* _WHAT YOU SHOULD DO_
Retrieve all lines below that have the string "queried".

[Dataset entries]
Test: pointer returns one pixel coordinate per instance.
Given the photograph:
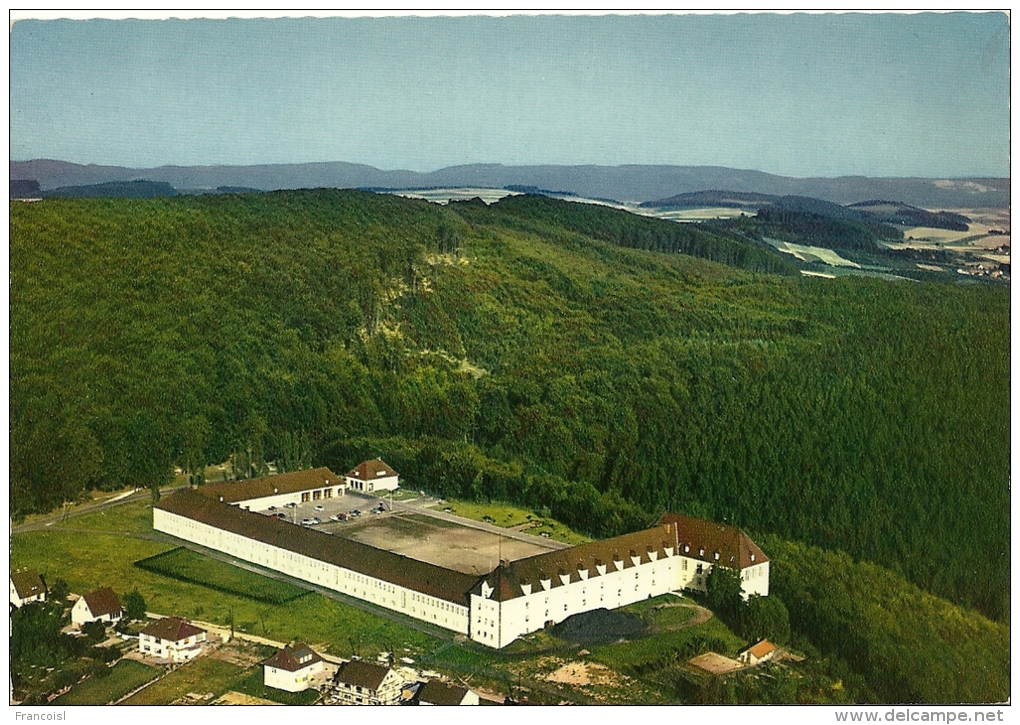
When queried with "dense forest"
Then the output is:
(562, 355)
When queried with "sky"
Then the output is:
(799, 95)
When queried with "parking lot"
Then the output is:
(343, 507)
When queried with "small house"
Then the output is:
(292, 668)
(439, 692)
(171, 638)
(26, 586)
(99, 606)
(360, 682)
(761, 651)
(371, 476)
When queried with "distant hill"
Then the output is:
(133, 190)
(628, 183)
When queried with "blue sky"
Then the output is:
(884, 95)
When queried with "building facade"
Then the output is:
(99, 606)
(372, 476)
(27, 586)
(293, 669)
(515, 599)
(360, 682)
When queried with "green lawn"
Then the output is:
(254, 685)
(186, 565)
(87, 561)
(135, 517)
(125, 676)
(203, 675)
(508, 515)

* _OUTPUT FOR THIS TASK_
When queried with "dense forest"
When queried with "sky"
When queried with "parking lot"
When queried with "small house"
When queried with "distant hill"
When queried with "blue sky"
When queried with "building facade"
When queried with "green lawn"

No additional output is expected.